** start of Given information **

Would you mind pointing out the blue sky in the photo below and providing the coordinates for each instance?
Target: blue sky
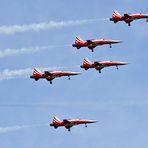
(118, 99)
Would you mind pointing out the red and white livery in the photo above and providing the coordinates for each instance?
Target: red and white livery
(69, 123)
(127, 18)
(101, 64)
(91, 44)
(50, 75)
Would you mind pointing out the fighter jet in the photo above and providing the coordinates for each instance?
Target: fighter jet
(127, 18)
(68, 123)
(50, 75)
(99, 65)
(91, 44)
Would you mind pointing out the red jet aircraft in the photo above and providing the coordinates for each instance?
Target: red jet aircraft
(69, 123)
(127, 18)
(91, 44)
(100, 65)
(50, 75)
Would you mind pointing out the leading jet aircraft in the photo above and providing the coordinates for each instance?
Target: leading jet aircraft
(68, 123)
(127, 18)
(50, 75)
(91, 44)
(99, 65)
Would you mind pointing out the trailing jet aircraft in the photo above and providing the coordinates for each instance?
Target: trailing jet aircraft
(127, 18)
(91, 44)
(69, 123)
(50, 75)
(100, 65)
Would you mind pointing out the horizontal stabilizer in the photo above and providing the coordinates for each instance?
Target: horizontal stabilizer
(90, 41)
(127, 15)
(66, 121)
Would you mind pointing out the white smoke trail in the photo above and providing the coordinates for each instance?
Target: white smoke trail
(9, 74)
(15, 52)
(10, 30)
(22, 73)
(4, 130)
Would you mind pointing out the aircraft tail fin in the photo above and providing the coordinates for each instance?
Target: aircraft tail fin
(86, 62)
(37, 72)
(56, 120)
(79, 40)
(116, 14)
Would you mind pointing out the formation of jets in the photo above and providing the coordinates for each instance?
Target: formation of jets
(87, 64)
(68, 123)
(127, 18)
(91, 44)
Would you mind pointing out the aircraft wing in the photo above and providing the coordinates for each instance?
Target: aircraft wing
(127, 16)
(90, 42)
(66, 121)
(98, 64)
(47, 73)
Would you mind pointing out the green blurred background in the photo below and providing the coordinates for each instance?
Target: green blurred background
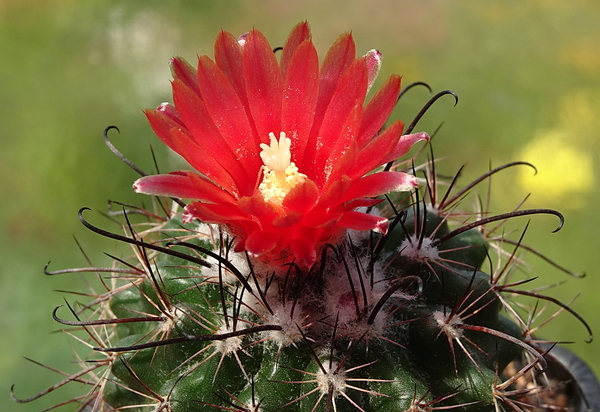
(527, 73)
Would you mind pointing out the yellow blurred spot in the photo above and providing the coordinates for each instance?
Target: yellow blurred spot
(564, 170)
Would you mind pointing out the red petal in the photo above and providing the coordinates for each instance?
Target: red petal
(378, 184)
(373, 59)
(299, 34)
(339, 57)
(300, 98)
(185, 72)
(289, 219)
(171, 112)
(260, 242)
(375, 153)
(363, 221)
(264, 85)
(229, 58)
(255, 205)
(197, 120)
(180, 186)
(378, 109)
(302, 197)
(228, 114)
(345, 141)
(196, 156)
(162, 125)
(304, 251)
(348, 98)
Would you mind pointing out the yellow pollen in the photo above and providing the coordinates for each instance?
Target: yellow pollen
(280, 174)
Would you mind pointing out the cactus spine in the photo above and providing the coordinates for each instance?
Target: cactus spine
(390, 309)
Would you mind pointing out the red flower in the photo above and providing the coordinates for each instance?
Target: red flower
(282, 149)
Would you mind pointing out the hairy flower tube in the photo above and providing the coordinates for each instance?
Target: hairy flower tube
(283, 150)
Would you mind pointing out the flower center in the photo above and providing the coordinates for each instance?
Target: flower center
(280, 174)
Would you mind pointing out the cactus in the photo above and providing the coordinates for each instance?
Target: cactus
(294, 280)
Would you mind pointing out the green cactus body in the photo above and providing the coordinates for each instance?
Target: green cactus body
(336, 336)
(293, 279)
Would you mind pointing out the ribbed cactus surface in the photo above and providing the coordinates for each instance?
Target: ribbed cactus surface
(301, 266)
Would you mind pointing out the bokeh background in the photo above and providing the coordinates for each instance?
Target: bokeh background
(527, 74)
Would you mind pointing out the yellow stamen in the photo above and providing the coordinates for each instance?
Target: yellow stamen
(280, 174)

** end of Given information **

§ What you are asked to do: Rewrite the lines from the one containing "Would you mind pointing out the bokeh" through the end of the items as a numbered list, including both ends and skipping any blank lines.

§ Result for this task:
1. Would you mind pointing out the bokeh background in the photo above and providing the coordinates for each instance?
2. Target: bokeh background
3. (527, 74)
4. Would you mind pointing out the yellow stamen in the photo above and providing the coordinates for each instance?
5. Target: yellow stamen
6. (280, 174)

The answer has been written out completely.